如果system_server已经存在，会有一个argument合并的过程，合并之后交由ART（Android Runtime）处理；
system_server 完成了PathClassLoader类加载器的创建；
会调用RuntimeInit.zygoteInit方法；

RuntimeInit.zygoteInit

public static final void zygoteInit(int targetSdkVersion, String[] argv, ClassLoader classLoader) throws ZygoteInit.MethodAndArgsCaller {
  if (DEBUG) Slog.d(TAG, "RuntimeInit: Starting application from zygote");

      Trace.traceBegin(Trace.TRACE_TAG_ACTIVITY_MANAGER, "RuntimeInit");
      redirectLogStreams();

      commonInit(); // 通用初始化操作
      nativeZygoteInit(); // 调用c/c++层的Zygote Init方法
      applicationInit(targetSdkVersion, argv, classLoader);
}

这个方法的调用完成了两件事情：

完成了进程binder线程池的启动，nativeZygoteInit()最终会走到app_main.cpp的onZygoteInit()方法，该方法如下：

virtual void onZygoteInit()

数据记录:
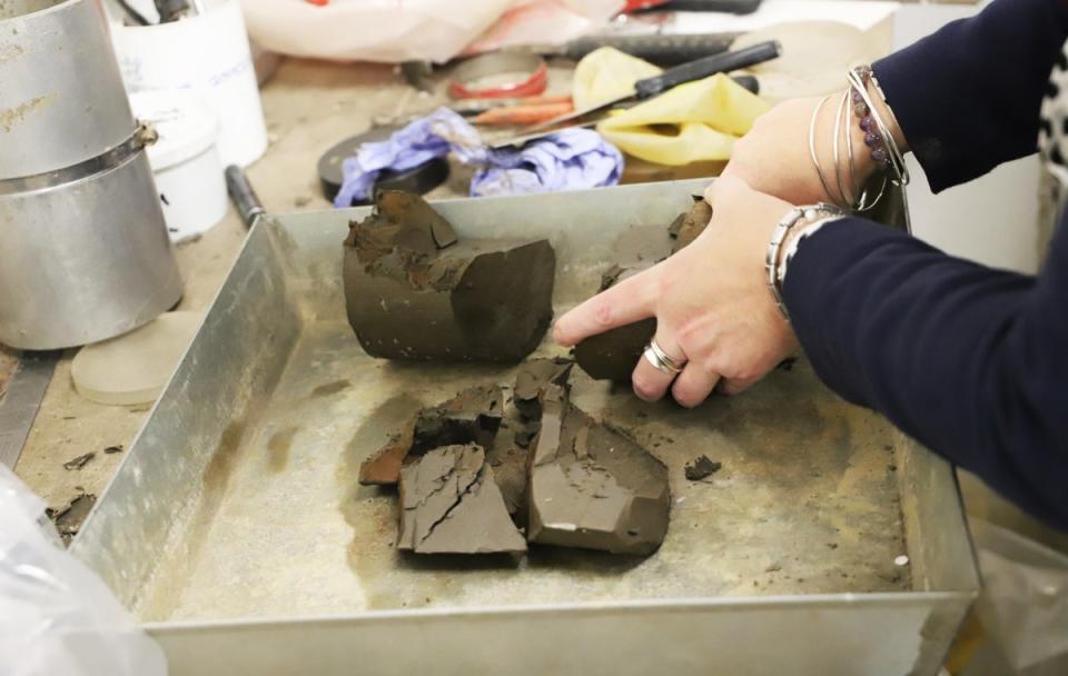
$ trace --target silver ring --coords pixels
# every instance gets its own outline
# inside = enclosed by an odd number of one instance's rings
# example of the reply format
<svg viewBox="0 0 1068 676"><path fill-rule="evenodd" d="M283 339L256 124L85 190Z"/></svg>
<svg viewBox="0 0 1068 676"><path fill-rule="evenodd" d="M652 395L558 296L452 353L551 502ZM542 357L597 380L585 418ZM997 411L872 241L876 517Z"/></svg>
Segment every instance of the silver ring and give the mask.
<svg viewBox="0 0 1068 676"><path fill-rule="evenodd" d="M686 365L685 361L676 361L672 359L668 352L663 350L656 340L650 340L649 345L645 346L645 360L653 365L653 368L664 374L665 376L675 376L682 372L682 368Z"/></svg>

任务要求:
- A) 按照文本段落，nativeZygoteInit() 最终会走到哪个文件中的哪个方法？
- B) 把文本段落里以“如果system_server已经存在”开头的那一段改写成简短的列表，保留其主要内容。
- C) 请把文本段落中从“commonInit(); // 通用初始化操作”起、到“virtual void onZygoteInit()”为止（含这几个字）的部分原样重录一遍。
作答时只以文本段落为依据。

练习答案:
- A) app_main.cpp 中的 onZygoteInit() 方法。

- B)
- 若 system_server 已存在，先合并 argument，再交给 ART（Android Runtime）处理
- system_server 创建 PathClassLoader 类加载器
- 调用 RuntimeInit.zygoteInit 方法

- C)
commonInit(); // 通用初始化操作
      nativeZygoteInit(); // 调用c/c++层的Zygote Init方法
      applicationInit(targetSdkVersion, argv, classLoader);
}

这个方法的调用完成了两件事情：

完成了进程binder线程池的启动，nativeZygoteInit()最终会走到app_main.cpp的onZygoteInit()方法，该方法如下：

virtual void onZygoteInit()